> QUOTED PASSAGE:
Review: Nichols's erotic memoir is his personal, sexual history of the years between 1961 and 1964, when gay life in America was alleged to have been one big closet. In fact, young, good-looking men like Nichols had the time of their lives, if they were discreet. AIDS was unheard of; and it was easier to seduce good-looking "straight" men in that simpler time. From 42nd Street in New York to 21st Street in Miami Beach, Nichols covered the waterfront.

As erotica, "The Tomcat Chronicles" is as stimulating and more literary than most of today's sex fiction. It is also required reading for all who are interested in gay American history and in the life of one of the gay community's most important activists and authors.

Rating: 5 stars
Summary: A great adventure in learning about life.
Review: This is really not so much an "erotic adventures" book as it is a charming story about the romantic adventures of an idealistic young activist exploring gay life in America in the 1960s.

Indeed, after finishing the first chapter in which Nichols describes his first erotic encounter with a new friend he's met on a Florida beach, I jokingly told friends this book looked like it would simply be pure "erotic homosexual propoganda". I'd never read such romantic hyperbolic descriptions of homosexual sex. Indeed, I suspected I had missed out on something all these years. I was almost jealous. If I had been heterosexual, I'd probably felt I'd really missed life's greatest experience: "homosexual sex"!

However, beginning with the second chapter, everything became "real" as Nichols commences a long quest trying to find his lost love.

In the process, he discovers that some people you encounter in life are not what they pretend to be. He hitches rides all over the country, finds hustling is one reliable means of survival, befriends his missing love's lesbian sister to bolster his position in a future reunion and explores gay and straight culture in small towns and large cities. Being tall, masculine and handsome made everything easier and more interesting.

Nichols has a great ability to make those strange characters he encounters come vividly to life. If you took the best of John Rechy and Jack Keroac and blended them together, you'd end up with a book like this.

The title seems to promise either masturbatory material or a dated 1960s sex memoir. This book is much more. It is a timeless story about life and romance, an exploration of the interaction between sex and love.

> GOAL A: Pull out each line of the listing below that contains the word "security".

> EXTRACTED DATA:

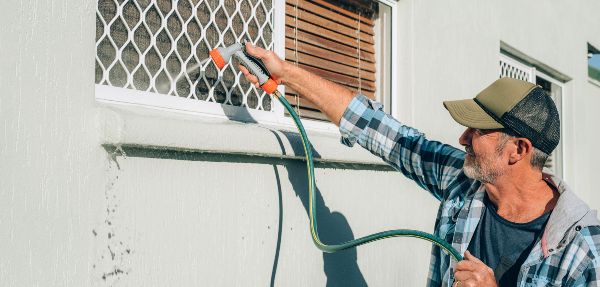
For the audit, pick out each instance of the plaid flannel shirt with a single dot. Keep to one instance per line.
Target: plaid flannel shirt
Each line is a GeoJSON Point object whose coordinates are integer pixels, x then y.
{"type": "Point", "coordinates": [566, 255]}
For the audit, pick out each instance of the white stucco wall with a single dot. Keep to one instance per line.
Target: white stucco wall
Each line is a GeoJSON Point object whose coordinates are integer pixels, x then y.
{"type": "Point", "coordinates": [201, 202]}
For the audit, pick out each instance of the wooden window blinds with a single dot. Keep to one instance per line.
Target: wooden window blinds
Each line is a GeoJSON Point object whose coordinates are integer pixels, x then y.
{"type": "Point", "coordinates": [333, 39]}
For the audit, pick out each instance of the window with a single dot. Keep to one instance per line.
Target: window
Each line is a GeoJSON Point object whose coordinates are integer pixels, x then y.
{"type": "Point", "coordinates": [594, 64]}
{"type": "Point", "coordinates": [157, 49]}
{"type": "Point", "coordinates": [510, 67]}
{"type": "Point", "coordinates": [153, 53]}
{"type": "Point", "coordinates": [347, 42]}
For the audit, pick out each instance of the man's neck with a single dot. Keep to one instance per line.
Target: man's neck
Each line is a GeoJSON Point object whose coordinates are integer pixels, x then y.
{"type": "Point", "coordinates": [522, 197]}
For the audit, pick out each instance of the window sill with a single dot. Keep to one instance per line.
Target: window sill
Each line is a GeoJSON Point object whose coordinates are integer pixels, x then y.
{"type": "Point", "coordinates": [594, 82]}
{"type": "Point", "coordinates": [135, 126]}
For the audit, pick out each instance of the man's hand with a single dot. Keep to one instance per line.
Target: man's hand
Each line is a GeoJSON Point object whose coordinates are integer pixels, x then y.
{"type": "Point", "coordinates": [331, 98]}
{"type": "Point", "coordinates": [273, 63]}
{"type": "Point", "coordinates": [472, 272]}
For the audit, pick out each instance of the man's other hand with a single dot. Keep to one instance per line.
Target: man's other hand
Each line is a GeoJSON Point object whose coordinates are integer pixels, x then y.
{"type": "Point", "coordinates": [471, 272]}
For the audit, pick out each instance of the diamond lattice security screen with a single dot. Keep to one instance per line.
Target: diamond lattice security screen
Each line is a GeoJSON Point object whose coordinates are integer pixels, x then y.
{"type": "Point", "coordinates": [159, 47]}
{"type": "Point", "coordinates": [513, 69]}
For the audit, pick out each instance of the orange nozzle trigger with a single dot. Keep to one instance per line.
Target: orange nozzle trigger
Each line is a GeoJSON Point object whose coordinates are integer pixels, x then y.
{"type": "Point", "coordinates": [217, 59]}
{"type": "Point", "coordinates": [270, 86]}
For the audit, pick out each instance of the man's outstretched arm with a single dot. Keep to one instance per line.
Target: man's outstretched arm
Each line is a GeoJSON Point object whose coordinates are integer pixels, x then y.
{"type": "Point", "coordinates": [331, 98]}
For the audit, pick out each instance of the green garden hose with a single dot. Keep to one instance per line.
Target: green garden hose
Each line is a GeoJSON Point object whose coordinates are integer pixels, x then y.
{"type": "Point", "coordinates": [313, 210]}
{"type": "Point", "coordinates": [221, 56]}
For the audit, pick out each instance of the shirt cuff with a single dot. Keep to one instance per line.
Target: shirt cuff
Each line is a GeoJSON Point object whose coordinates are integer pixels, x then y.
{"type": "Point", "coordinates": [356, 118]}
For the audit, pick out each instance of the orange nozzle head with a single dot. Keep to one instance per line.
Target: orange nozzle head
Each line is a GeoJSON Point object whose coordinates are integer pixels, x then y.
{"type": "Point", "coordinates": [269, 86]}
{"type": "Point", "coordinates": [217, 59]}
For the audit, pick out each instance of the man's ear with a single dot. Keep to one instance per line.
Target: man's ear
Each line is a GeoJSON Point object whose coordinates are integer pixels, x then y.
{"type": "Point", "coordinates": [524, 148]}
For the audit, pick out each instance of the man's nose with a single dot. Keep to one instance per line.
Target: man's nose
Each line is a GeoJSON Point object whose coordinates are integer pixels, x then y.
{"type": "Point", "coordinates": [465, 138]}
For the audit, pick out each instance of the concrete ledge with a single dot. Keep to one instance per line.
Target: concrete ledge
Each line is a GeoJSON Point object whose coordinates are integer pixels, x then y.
{"type": "Point", "coordinates": [125, 125]}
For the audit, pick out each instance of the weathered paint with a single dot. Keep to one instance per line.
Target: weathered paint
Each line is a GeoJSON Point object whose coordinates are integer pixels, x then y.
{"type": "Point", "coordinates": [76, 213]}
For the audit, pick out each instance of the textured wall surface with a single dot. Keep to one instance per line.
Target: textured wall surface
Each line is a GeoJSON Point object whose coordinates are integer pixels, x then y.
{"type": "Point", "coordinates": [92, 196]}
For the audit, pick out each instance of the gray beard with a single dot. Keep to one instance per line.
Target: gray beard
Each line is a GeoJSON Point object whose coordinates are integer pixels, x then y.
{"type": "Point", "coordinates": [473, 169]}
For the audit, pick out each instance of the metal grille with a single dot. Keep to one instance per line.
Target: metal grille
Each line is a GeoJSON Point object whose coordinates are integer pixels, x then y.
{"type": "Point", "coordinates": [159, 46]}
{"type": "Point", "coordinates": [514, 69]}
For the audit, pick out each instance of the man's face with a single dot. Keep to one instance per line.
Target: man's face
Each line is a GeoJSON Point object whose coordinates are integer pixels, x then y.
{"type": "Point", "coordinates": [484, 160]}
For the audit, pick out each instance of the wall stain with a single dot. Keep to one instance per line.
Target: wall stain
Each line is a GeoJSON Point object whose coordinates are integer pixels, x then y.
{"type": "Point", "coordinates": [112, 255]}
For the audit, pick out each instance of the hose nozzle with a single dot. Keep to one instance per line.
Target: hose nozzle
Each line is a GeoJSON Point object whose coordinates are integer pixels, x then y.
{"type": "Point", "coordinates": [222, 55]}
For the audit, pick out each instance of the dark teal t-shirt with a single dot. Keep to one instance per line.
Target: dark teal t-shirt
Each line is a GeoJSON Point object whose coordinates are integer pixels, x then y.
{"type": "Point", "coordinates": [503, 245]}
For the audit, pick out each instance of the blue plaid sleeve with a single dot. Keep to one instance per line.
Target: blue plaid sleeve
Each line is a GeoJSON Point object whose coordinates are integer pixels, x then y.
{"type": "Point", "coordinates": [431, 164]}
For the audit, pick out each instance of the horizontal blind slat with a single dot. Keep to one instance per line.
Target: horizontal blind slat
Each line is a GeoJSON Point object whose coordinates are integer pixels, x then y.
{"type": "Point", "coordinates": [350, 31]}
{"type": "Point", "coordinates": [329, 65]}
{"type": "Point", "coordinates": [319, 41]}
{"type": "Point", "coordinates": [327, 54]}
{"type": "Point", "coordinates": [326, 33]}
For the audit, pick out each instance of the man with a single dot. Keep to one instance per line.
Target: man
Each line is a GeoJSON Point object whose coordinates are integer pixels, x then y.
{"type": "Point", "coordinates": [516, 225]}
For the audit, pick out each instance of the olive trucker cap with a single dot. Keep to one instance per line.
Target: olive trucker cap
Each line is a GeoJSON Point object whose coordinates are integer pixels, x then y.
{"type": "Point", "coordinates": [512, 104]}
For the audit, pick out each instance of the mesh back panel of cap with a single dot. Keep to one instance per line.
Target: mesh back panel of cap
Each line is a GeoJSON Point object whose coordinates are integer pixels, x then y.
{"type": "Point", "coordinates": [536, 118]}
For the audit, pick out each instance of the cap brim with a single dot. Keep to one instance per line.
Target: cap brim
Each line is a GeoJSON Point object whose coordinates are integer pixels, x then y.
{"type": "Point", "coordinates": [471, 115]}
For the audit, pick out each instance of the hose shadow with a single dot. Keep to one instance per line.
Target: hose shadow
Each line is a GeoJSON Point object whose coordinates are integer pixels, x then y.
{"type": "Point", "coordinates": [341, 268]}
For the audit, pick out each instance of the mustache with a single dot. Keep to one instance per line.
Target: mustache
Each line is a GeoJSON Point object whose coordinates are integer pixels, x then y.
{"type": "Point", "coordinates": [469, 150]}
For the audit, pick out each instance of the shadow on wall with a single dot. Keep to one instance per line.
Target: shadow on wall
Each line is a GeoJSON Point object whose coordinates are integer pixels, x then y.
{"type": "Point", "coordinates": [341, 268]}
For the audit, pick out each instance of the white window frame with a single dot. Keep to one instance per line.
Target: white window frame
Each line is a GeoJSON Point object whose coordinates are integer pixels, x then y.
{"type": "Point", "coordinates": [123, 96]}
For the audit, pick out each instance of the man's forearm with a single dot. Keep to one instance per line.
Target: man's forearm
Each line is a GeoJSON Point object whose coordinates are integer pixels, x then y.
{"type": "Point", "coordinates": [332, 99]}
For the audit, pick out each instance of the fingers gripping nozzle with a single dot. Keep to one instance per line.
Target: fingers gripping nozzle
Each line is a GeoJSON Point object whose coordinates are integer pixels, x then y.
{"type": "Point", "coordinates": [222, 55]}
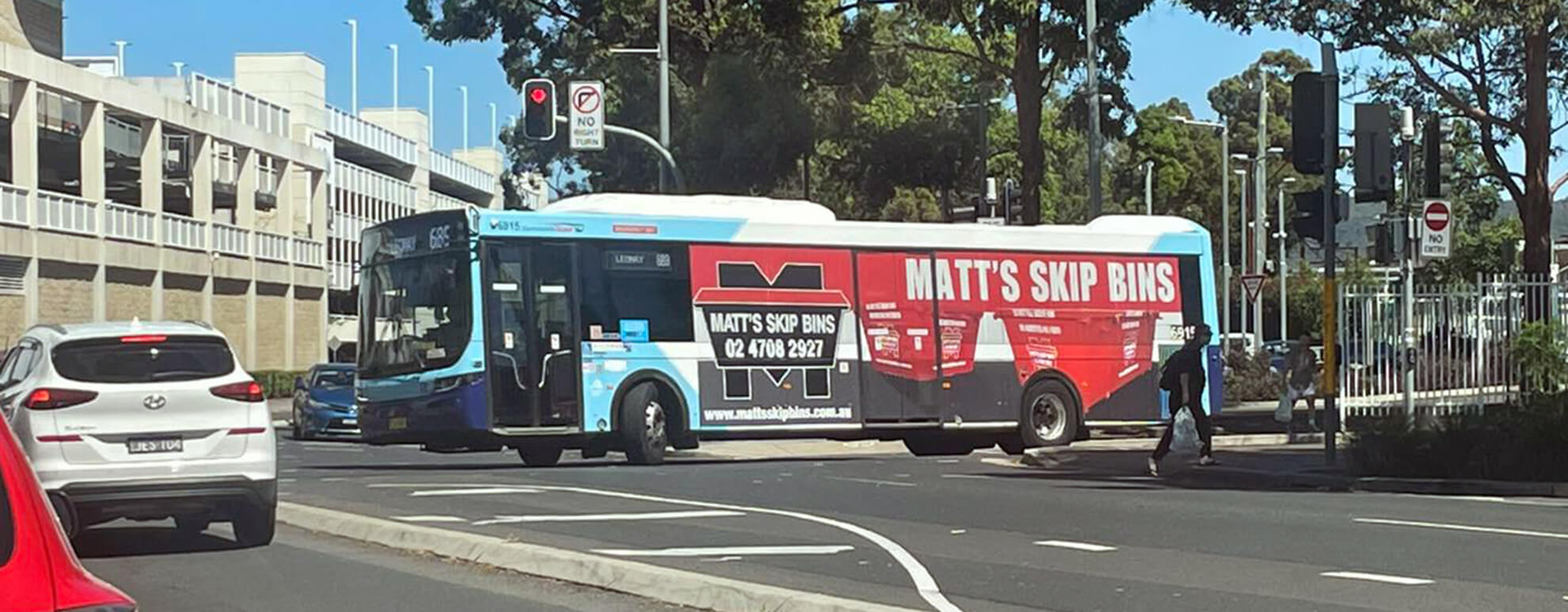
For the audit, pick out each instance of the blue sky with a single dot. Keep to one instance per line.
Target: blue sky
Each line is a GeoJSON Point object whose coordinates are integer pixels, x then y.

> GOAL B: Duplicate the part of the book reviews above that starts with "Review: Nichols's erotic" and goes on through "covered the waterfront.".

> PROBLEM SOLUTION A:
For the audit, pick out each instance of the diamond lattice security screen with a single dot. Keep to one instance per line.
Target: diamond lattice security screen

> PROBLEM SOLUTION B:
Review: Nichols's erotic memoir is his personal, sexual history of the years between 1961 and 1964, when gay life in America was alleged to have been one big closet. In fact, young, good-looking men like Nichols had the time of their lives, if they were discreet. AIDS was unheard of; and it was easier to seduce good-looking "straight" men in that simpler time. From 42nd Street in New York to 21st Street in Miami Beach, Nichols covered the waterfront.